▸ SELECTED EXCERPT:
=-=-=-=-=
RNA expression in response to PDA-PEG/Cu²⁺ treatment. Cells were treated with 41.58 μM of PDA-PEG/Cu²⁺ for 12 h. (A) Heatmap RNA level with and without drug treatment. Red: upregulation; green: downregulation; black: no change. (B) Genes alteration fold after treatment.

CDKN1C is an inhibitor for G1 cyclin/Cdk complexes and causes cell arrest in G1 phase.²⁰ To investigate the effect of CDKN1C up-regulation after PDA-PEG/Cu²⁺ treatment, cell cycle analysis was employed. Fig. 7 showed that PDA-PEG/Cu²⁺ inhibited cell division and arrested cancer cells in G1 phase, which could induce cell apoptosis. As expected, PDA-PEG polymer or Cu²⁺ ion alone did not show any effect on the cell cycle distribution of SKOV-3 cells.

Fig. 7.

Cell cycle analysis of SKOV-3 cells after treated with 41.58 μM of PDA-PEG/Cu2+ for 12 h. Flow cytometry spectra (A) and quantitive analysis (B) of cell cycle. Data represent the means±SD, n=3. *p<0.01.
=-=-=-=-=
Referring expression grounding data
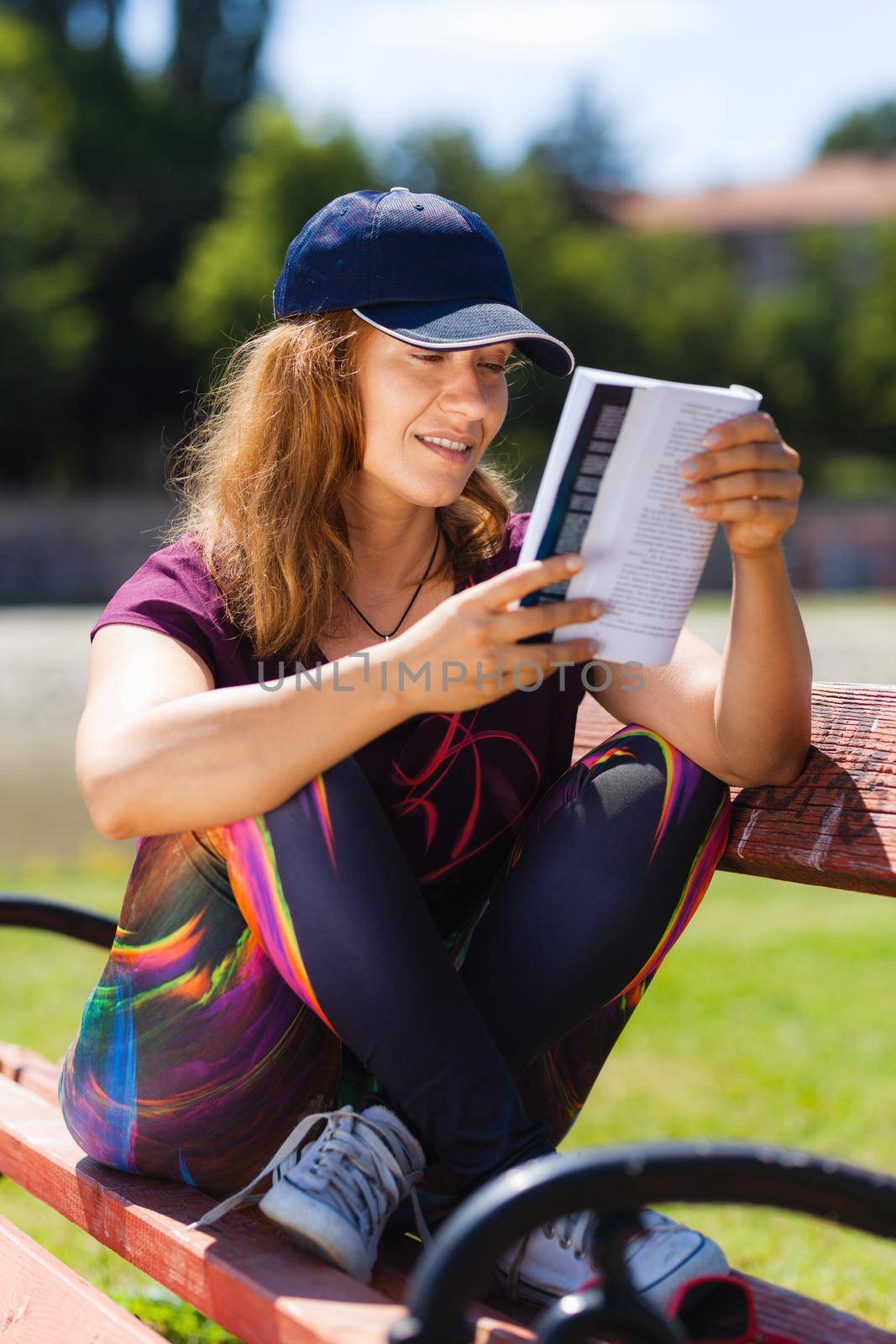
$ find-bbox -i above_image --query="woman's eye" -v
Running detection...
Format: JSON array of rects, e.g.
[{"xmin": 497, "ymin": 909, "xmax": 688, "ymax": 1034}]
[{"xmin": 411, "ymin": 354, "xmax": 506, "ymax": 374}]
=-=-=-=-=
▸ USING THE INFORMATION:
a. In the excerpt on PDA-PEG/Cu²⁺ treatment, what is CDKN1C an inhibitor for?
b. Do these statements agree with the excerpt on PDA-PEG/Cu²⁺ treatment? Answer yes or no for each, quoting the words that decide it.
(i) The cells were treated with PDA-PEG/Cu²⁺ for 24 hours.
(ii) In the heatmap, green marks downregulation.
(iii) Cu²⁺ ion alone changed the cell cycle distribution of SKOV-3 cells.
c. Carry on the excerpt on PDA-PEG/Cu²⁺ treatment, starting after its last sentence.

▸ OUTPUTS BY TASK:
a. G1 cyclin/Cdk complexes.

b.
(i) No: "Cells were treated with 41.58 μM of PDA-PEG/Cu²⁺ for 12 h."
(ii) Yes: "green: downregulation"
(iii) No: "PDA-PEG polymer or Cu²⁺ ion alone did not show any effect on the cell cycle distribution of SKOV-3 cells."

c.
Conclusions

In summary, we developed a cancer-cell-selective-killing nanoparticle from PDA-PEG/Cu²⁺ combination aiming for safe and effective cancer therapy. The polymer/Cu²⁺ based nanoparticle entered cells through the interaction with exofacial thiols, and subsequently released pyridine-2-thiol-Cu complex to kill cells. Due to the difference in the intracellular GSH level as well as the expression level of oncogenes (CIRBP and STMN1) and tumor suppressor genes (CDKN1C and GADD45B) between normal and cancer cells, the PDA-PEG/Cu²⁺ exhibited high selectivity in killing a broad spectrum of cancer cells, including drug resistant one, while sparing normal cells. Therefore, PDA-PEG/Cu²⁺ nanoparticle will provide a new paradigm for the cure of ovarian and other cancers. The ongoing research will investigate the cell killing mechanism of PDA-PEG/Cu²⁺ in molecular level and test whether the cancer-cell-selective-killing effect of PDA-PEG/Cu²⁺ can be translated into a safe and effective cancer treatment tool in vivo.